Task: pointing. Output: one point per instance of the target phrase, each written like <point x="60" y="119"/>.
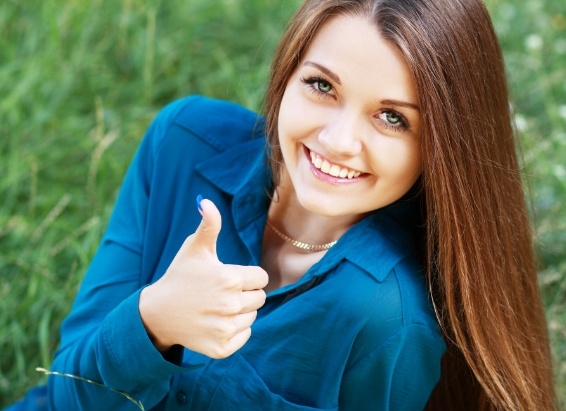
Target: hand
<point x="199" y="302"/>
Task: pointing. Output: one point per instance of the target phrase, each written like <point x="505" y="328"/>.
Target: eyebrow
<point x="326" y="71"/>
<point x="335" y="77"/>
<point x="401" y="104"/>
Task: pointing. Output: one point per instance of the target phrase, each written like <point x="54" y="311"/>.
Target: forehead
<point x="353" y="48"/>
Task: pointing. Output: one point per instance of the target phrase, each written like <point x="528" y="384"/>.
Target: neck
<point x="289" y="216"/>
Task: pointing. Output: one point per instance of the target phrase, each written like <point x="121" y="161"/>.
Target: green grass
<point x="81" y="80"/>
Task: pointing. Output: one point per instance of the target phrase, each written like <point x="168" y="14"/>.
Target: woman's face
<point x="349" y="122"/>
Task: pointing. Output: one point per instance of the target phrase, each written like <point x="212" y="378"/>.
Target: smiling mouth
<point x="332" y="169"/>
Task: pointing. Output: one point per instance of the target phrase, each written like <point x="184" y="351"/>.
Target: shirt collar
<point x="242" y="172"/>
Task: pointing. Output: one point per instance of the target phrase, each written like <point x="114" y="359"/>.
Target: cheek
<point x="398" y="159"/>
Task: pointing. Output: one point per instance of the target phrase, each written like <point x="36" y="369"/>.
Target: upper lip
<point x="333" y="163"/>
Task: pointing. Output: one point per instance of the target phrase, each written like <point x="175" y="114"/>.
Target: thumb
<point x="206" y="234"/>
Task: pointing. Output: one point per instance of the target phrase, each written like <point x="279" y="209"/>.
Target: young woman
<point x="390" y="235"/>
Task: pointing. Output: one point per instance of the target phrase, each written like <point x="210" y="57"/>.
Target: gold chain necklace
<point x="300" y="244"/>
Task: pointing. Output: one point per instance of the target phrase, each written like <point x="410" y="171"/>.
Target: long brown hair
<point x="480" y="260"/>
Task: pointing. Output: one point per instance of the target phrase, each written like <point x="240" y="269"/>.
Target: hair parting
<point x="479" y="252"/>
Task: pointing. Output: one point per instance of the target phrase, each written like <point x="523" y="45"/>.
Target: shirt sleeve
<point x="103" y="338"/>
<point x="398" y="375"/>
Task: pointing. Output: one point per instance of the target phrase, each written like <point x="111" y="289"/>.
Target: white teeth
<point x="332" y="169"/>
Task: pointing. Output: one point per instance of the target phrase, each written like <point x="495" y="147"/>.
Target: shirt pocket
<point x="242" y="388"/>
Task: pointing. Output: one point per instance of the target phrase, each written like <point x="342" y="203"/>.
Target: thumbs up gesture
<point x="200" y="303"/>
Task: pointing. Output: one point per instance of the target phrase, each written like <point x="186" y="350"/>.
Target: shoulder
<point x="216" y="123"/>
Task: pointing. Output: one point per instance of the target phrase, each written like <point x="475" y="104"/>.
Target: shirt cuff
<point x="132" y="355"/>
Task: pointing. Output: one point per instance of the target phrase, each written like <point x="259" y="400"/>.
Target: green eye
<point x="324" y="86"/>
<point x="393" y="118"/>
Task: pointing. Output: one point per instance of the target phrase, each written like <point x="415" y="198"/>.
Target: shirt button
<point x="181" y="397"/>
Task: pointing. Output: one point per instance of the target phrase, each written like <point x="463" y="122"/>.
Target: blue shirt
<point x="356" y="332"/>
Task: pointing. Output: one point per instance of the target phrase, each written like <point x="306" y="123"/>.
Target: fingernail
<point x="199" y="199"/>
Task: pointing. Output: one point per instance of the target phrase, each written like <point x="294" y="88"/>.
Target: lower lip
<point x="327" y="178"/>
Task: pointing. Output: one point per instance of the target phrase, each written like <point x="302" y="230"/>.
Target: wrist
<point x="151" y="321"/>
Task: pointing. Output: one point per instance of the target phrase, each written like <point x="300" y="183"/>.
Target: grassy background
<point x="81" y="80"/>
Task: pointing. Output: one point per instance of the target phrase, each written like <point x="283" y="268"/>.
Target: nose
<point x="342" y="134"/>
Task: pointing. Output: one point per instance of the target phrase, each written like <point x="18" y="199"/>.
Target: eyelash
<point x="311" y="82"/>
<point x="403" y="123"/>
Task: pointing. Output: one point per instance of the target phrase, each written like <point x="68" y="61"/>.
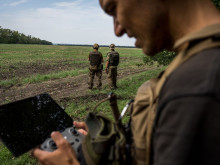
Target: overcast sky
<point x="57" y="21"/>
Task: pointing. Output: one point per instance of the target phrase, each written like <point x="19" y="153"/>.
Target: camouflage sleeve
<point x="107" y="59"/>
<point x="101" y="57"/>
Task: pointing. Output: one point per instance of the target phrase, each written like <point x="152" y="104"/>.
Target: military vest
<point x="95" y="58"/>
<point x="113" y="58"/>
<point x="146" y="101"/>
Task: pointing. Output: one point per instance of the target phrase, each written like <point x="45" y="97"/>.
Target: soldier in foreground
<point x="111" y="66"/>
<point x="182" y="106"/>
<point x="96" y="66"/>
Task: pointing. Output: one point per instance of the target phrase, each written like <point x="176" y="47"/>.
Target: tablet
<point x="27" y="123"/>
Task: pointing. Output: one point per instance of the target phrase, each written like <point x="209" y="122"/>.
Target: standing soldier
<point x="96" y="66"/>
<point x="111" y="66"/>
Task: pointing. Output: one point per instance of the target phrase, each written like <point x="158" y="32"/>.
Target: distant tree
<point x="8" y="36"/>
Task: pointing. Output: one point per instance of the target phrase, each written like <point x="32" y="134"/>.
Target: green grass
<point x="15" y="57"/>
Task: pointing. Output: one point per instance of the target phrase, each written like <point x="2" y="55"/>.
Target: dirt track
<point x="59" y="89"/>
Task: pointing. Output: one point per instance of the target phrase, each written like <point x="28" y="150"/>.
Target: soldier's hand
<point x="64" y="154"/>
<point x="82" y="127"/>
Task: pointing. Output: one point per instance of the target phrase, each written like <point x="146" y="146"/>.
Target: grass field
<point x="62" y="72"/>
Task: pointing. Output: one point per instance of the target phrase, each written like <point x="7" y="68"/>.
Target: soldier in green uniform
<point x="185" y="102"/>
<point x="96" y="66"/>
<point x="111" y="66"/>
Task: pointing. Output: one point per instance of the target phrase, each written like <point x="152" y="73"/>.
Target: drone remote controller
<point x="70" y="134"/>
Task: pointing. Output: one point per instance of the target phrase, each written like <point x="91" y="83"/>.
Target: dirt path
<point x="60" y="88"/>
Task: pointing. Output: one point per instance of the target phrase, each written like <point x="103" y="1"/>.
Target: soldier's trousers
<point x="92" y="74"/>
<point x="112" y="77"/>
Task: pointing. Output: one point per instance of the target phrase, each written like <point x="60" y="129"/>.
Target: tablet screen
<point x="27" y="123"/>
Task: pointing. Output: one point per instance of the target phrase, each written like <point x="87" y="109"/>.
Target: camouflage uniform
<point x="112" y="68"/>
<point x="96" y="59"/>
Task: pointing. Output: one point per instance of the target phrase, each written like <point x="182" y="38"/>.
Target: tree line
<point x="8" y="36"/>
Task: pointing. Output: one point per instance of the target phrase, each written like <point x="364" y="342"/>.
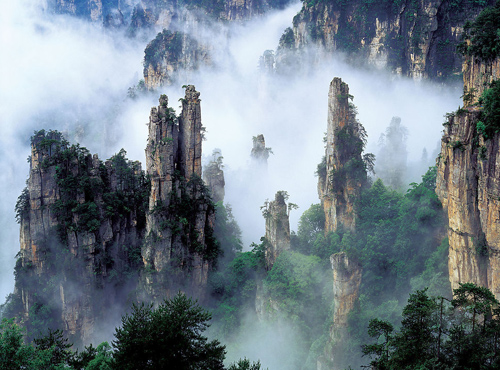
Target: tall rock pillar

++++++++

Task statement: Leave out the pictures, and write out all the remaining data above exactly.

Response to the exercise:
Task: pointing. Output: one point per instance of the target phrase, each written like <point x="60" y="119"/>.
Target: hand
<point x="199" y="302"/>
Task: pointing. Output: one point per instance of the target phrase, each written like <point x="505" y="328"/>.
Target: eyebrow
<point x="326" y="71"/>
<point x="335" y="77"/>
<point x="401" y="104"/>
Task: pointing. Output: one point per instance of the target phrase, each written like <point x="54" y="311"/>.
Target: forehead
<point x="353" y="48"/>
Task: pointing. Output: one point per instance of the target phrase, each written like <point x="528" y="384"/>.
Target: neck
<point x="289" y="216"/>
Task: pointing. Output: one point per instance of the target phrase, each written like <point x="121" y="161"/>.
Target: green grass
<point x="81" y="80"/>
Task: pointing. Output: one point per instance of the target phrase, each written like <point x="168" y="14"/>.
Target: woman's face
<point x="349" y="122"/>
Task: pointing. Output: one point per instance of the target phrase, each written like <point x="212" y="378"/>.
Target: smiling mouth
<point x="332" y="169"/>
Task: pointing. Output: one point per instance of the target phrase, each written like <point x="184" y="351"/>.
Target: shirt collar
<point x="242" y="172"/>
Task: pointing. Output: one point per instance of the target phrase, each written like <point x="114" y="359"/>.
Target: cheek
<point x="398" y="159"/>
Task: pointing. Output: one point per instance of the target phrase, each written like <point x="36" y="369"/>.
Target: upper lip
<point x="333" y="163"/>
Task: pointing. Output: one point per instance of the target phrase, each written like <point x="175" y="114"/>.
Target: thumb
<point x="206" y="234"/>
Task: pointing. Output: one point per instance of the target phrase, each written like <point x="279" y="209"/>.
Target: young woman
<point x="390" y="235"/>
Task: pointing. Output: one point per instance of the target phrase, each written like <point x="210" y="57"/>.
Target: gold chain necklace
<point x="300" y="244"/>
Task: pointing. Output: one point per instance of the target phrase, each written like <point x="410" y="171"/>.
Target: long brown hair
<point x="480" y="260"/>
Task: pointing. Output: one point per instance of the target phrase, each written like <point x="240" y="269"/>.
Target: hair parting
<point x="479" y="252"/>
Task: pointing. Output: one point per instance of the target phrase, each written like <point x="523" y="45"/>.
Target: shirt sleeve
<point x="103" y="338"/>
<point x="398" y="375"/>
Task: pointing. Output: one point per instance of the target phrase, each written like <point x="111" y="289"/>.
Target: white teeth
<point x="332" y="169"/>
Task: pointing. Output: one point per instance of the target phrase, each written like <point x="495" y="147"/>.
Target: shirt pocket
<point x="242" y="388"/>
Task: pointing. Output: one point per instance of the target phrase, each written like <point x="342" y="203"/>.
Target: thumbs up gesture
<point x="200" y="303"/>
Task: pointing. Output: one point per instance of the target phrase, each written like <point x="186" y="350"/>.
Target: shoulder
<point x="216" y="123"/>
Task: pointing. Output: one point per instance of the target phrase, each written like <point x="475" y="104"/>.
Target: shirt cuff
<point x="132" y="355"/>
Task: pointing. Output: one point per instance of the target phrase, each written like <point x="259" y="400"/>.
Target: green eye
<point x="324" y="86"/>
<point x="393" y="118"/>
Task: pointing. Output: one point per instance of the target phrase, each written like <point x="415" y="198"/>.
Target: shirt button
<point x="181" y="397"/>
Task: pointing. Output: one point per instance of the target phrase, each written like <point x="463" y="122"/>.
Target: blue shirt
<point x="356" y="332"/>
Task: pointing. Output: one point per instance of the target phrase, each written like <point x="306" y="123"/>.
Target: fingernail
<point x="199" y="199"/>
Task: pointing. Output: one point per instance of the target phrase, each written like <point x="294" y="88"/>.
Target: lower lip
<point x="327" y="178"/>
Task: pointing. Output: one point per instance of the target phrase, each written like <point x="302" y="230"/>.
Target: wrist
<point x="151" y="321"/>
Task: pointing. Output: one point per instance of the target phrase, each written like <point x="300" y="183"/>.
Target: grassy background
<point x="81" y="80"/>
Task: pointing. Output: one point per instance of the target phrase, each written like <point x="283" y="268"/>.
Target: nose
<point x="342" y="134"/>
Task: pointing. Output: one point per instance of the target phrase, each written like <point x="18" y="199"/>.
Target: eyelash
<point x="311" y="82"/>
<point x="403" y="123"/>
Task: pointing. Output: one point per instance of the target phrase, each written like <point x="68" y="61"/>.
Target: overcast sky
<point x="57" y="21"/>
Task: pointing. Output: one point per instance of the target phrase, each written like <point x="19" y="153"/>.
Target: camouflage sleeve
<point x="107" y="59"/>
<point x="101" y="57"/>
Task: pointing. Output: one point per instance of the target phrase, each written like <point x="152" y="104"/>.
Target: military vest
<point x="95" y="58"/>
<point x="113" y="58"/>
<point x="146" y="101"/>
Task: pointing. Output: one point per instance of the target phrase, each written like <point x="45" y="97"/>.
Target: soldier in foreground
<point x="111" y="66"/>
<point x="182" y="106"/>
<point x="96" y="66"/>
Task: pointing. Output: one point per instance of the target phrase, each written like <point x="176" y="47"/>.
Target: tablet
<point x="27" y="123"/>
Task: pointing. Output: one point per instance of the target phrase, each written like <point x="209" y="122"/>.
Target: standing soldier
<point x="96" y="66"/>
<point x="111" y="66"/>
Task: pointing. Output: one point per instance of the target phrase, each written like <point x="158" y="32"/>.
Target: distant tree
<point x="8" y="36"/>
Task: pointing. Output: one point per instance of the target phrase, each written like <point x="32" y="134"/>.
Target: green grass
<point x="15" y="57"/>
Task: pointing. Output: one point per instance of the target phrase, each written like <point x="2" y="55"/>.
Target: dirt track
<point x="59" y="89"/>
Task: pointing. Output: one point per instance of the target phrase, each written like <point x="28" y="150"/>.
Target: soldier's hand
<point x="64" y="154"/>
<point x="82" y="127"/>
Task: pointing. Output: one point per instance of the target phrase, each written like <point x="146" y="146"/>.
Target: grass field
<point x="62" y="72"/>
Task: pointing. Output: one point per instance of the target phrase, each written like <point x="7" y="68"/>.
Target: soldier in green uniform
<point x="185" y="102"/>
<point x="96" y="66"/>
<point x="111" y="66"/>
Task: pointing. Output: one point per instance of the target phrase, each written like <point x="152" y="73"/>.
Target: drone remote controller
<point x="70" y="134"/>
Task: pointing. Output: one point per instance of the target phrase, each written like <point x="91" y="83"/>.
Target: dirt path
<point x="60" y="88"/>
Task: pointing. Output: one point per instance of the target phrase, each written like <point x="103" y="1"/>.
Target: soldier's trousers
<point x="92" y="74"/>
<point x="112" y="77"/>
Task: pointing. Output: one point per instance of the target phrase, each written like <point x="60" y="129"/>.
Target: tablet screen
<point x="27" y="123"/>
Task: pointing. Output: one point per instance of the target phrase, each written like <point x="87" y="109"/>.
Target: camouflage uniform
<point x="112" y="68"/>
<point x="96" y="59"/>
Task: pointing. Output: one point per instance of the target phrase, each written like <point x="182" y="38"/>.
Target: tree line
<point x="8" y="36"/>
Task: pointing. Output: one point per instance of the target phrase, each written like <point x="364" y="342"/>.
Target: tall rock pillar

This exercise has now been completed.